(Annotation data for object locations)
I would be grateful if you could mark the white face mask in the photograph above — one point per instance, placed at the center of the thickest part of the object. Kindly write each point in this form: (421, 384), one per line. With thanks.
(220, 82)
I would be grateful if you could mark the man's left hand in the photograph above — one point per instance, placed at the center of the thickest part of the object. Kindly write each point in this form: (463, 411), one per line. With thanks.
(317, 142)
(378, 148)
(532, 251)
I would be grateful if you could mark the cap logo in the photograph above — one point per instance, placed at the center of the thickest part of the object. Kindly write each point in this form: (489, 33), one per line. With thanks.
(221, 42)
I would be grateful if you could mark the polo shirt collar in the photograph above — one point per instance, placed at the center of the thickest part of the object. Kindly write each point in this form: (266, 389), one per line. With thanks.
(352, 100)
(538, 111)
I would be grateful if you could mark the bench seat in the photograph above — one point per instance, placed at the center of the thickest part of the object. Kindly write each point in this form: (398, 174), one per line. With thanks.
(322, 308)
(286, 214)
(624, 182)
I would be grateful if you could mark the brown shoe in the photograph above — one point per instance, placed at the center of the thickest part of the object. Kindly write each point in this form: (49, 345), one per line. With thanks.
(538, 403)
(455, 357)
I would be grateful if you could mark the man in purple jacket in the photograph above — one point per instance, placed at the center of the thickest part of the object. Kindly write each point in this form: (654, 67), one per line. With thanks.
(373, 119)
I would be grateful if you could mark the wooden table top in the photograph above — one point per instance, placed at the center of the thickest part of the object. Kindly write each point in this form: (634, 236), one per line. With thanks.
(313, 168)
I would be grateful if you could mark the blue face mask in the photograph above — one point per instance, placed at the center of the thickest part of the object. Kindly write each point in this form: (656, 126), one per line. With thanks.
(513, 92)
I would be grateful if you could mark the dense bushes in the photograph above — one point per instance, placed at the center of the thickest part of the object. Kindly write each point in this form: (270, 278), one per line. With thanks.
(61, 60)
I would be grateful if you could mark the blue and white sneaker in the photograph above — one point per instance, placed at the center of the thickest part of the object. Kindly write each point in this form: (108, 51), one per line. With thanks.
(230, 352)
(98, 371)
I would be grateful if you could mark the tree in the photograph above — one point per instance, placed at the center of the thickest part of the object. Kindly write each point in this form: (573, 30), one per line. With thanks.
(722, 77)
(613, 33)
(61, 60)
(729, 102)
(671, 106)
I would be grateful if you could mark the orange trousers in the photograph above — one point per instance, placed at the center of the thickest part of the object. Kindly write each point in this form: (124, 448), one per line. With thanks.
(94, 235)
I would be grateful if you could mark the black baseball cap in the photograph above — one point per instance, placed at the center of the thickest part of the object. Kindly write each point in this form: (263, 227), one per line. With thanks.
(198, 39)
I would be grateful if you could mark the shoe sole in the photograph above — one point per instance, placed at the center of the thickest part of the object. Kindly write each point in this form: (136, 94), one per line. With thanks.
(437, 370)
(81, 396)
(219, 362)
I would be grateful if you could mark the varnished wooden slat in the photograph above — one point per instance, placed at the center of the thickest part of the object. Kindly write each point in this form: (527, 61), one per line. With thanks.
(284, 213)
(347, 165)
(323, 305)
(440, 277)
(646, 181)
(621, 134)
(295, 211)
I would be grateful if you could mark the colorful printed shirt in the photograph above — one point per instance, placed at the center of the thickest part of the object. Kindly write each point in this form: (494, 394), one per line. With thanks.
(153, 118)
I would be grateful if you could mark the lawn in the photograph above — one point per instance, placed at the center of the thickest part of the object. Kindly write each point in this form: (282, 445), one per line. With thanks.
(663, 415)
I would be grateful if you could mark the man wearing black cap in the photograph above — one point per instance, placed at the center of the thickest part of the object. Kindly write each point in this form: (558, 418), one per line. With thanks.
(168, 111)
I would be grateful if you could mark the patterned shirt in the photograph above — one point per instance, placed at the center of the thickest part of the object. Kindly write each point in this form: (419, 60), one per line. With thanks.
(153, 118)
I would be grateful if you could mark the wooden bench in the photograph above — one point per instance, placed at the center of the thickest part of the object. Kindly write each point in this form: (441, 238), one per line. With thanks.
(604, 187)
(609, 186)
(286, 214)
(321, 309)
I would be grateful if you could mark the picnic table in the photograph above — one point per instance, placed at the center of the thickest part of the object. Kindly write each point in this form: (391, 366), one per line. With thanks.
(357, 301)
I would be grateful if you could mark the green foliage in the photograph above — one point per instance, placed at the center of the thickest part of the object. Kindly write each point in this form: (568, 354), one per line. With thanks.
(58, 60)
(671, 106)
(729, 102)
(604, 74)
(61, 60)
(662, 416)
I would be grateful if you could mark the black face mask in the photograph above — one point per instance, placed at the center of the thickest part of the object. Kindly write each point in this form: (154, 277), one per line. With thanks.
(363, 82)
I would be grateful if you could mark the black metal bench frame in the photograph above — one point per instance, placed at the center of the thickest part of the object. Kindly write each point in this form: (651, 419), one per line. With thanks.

---

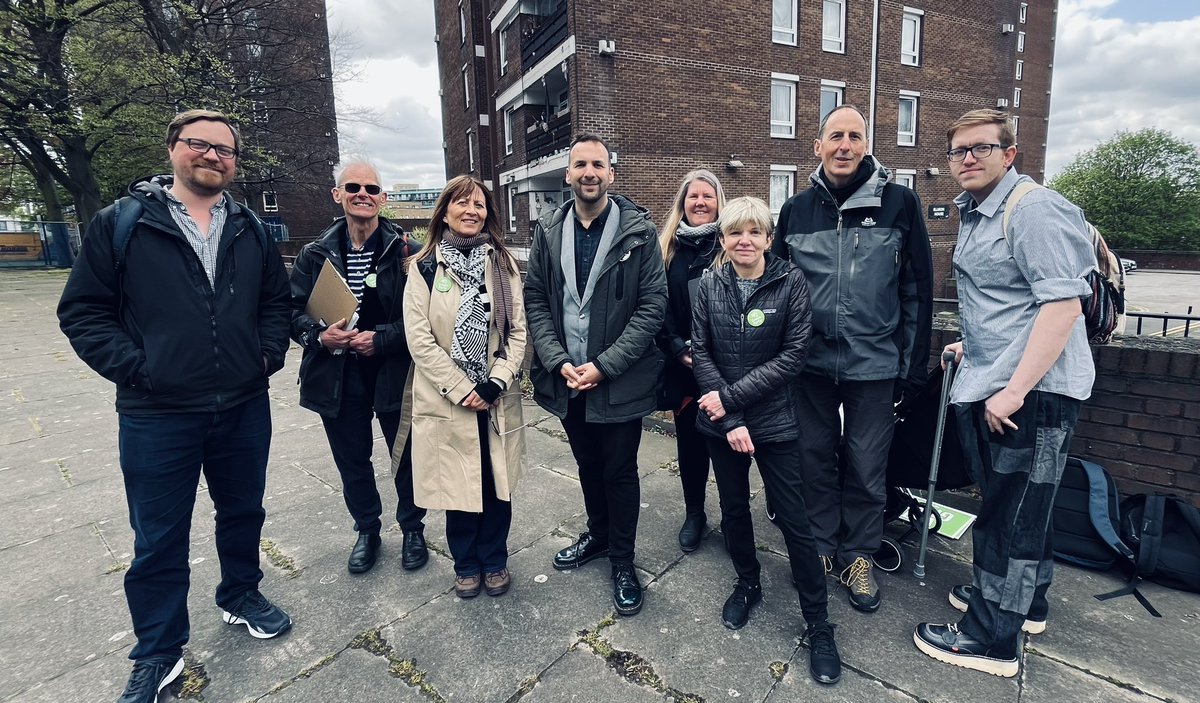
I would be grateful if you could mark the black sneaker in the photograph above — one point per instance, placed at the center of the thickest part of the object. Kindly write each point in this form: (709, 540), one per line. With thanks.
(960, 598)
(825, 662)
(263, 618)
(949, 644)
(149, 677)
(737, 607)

Task description: How many lines in the items above contain the string "shoe"? Reply with the number alone.

Solution: 2